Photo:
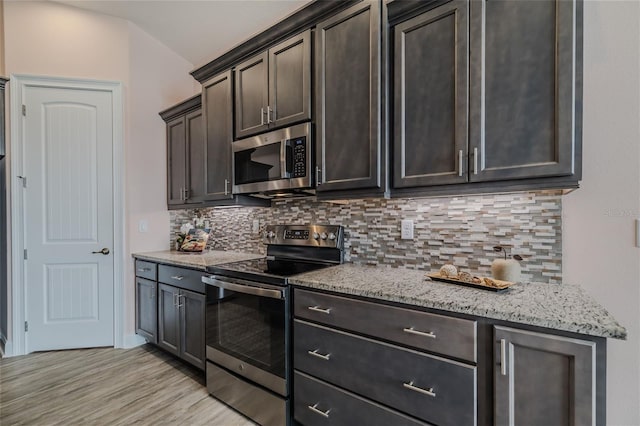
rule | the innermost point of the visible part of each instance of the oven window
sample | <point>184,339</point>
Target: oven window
<point>258,164</point>
<point>249,328</point>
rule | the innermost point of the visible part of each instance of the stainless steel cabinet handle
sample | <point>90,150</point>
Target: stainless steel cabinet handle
<point>411,386</point>
<point>319,309</point>
<point>503,357</point>
<point>411,330</point>
<point>316,410</point>
<point>475,161</point>
<point>319,355</point>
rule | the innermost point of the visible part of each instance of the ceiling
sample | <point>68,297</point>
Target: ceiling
<point>197,30</point>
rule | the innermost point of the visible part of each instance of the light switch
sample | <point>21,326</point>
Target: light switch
<point>406,229</point>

++++

Print the material above exactly as it appears, but not its pictures.

Photo:
rule | the innermost point of the visible part of each instance of the oven window
sample | <point>184,339</point>
Target: oven window
<point>258,164</point>
<point>249,328</point>
rule | the innermost point of the visible part of each instance of the stainless steel cabinet handle
sample | <point>90,150</point>
Target: stainless steel cabinet handle
<point>411,386</point>
<point>319,309</point>
<point>503,357</point>
<point>411,330</point>
<point>316,410</point>
<point>475,161</point>
<point>319,355</point>
rule | the innermost point of the visible part of each instance of the ceiling
sample | <point>68,297</point>
Target: ceiling
<point>197,30</point>
rule | the innermost point of the visible part of each instance of the light switch
sample | <point>21,326</point>
Target: light switch
<point>406,229</point>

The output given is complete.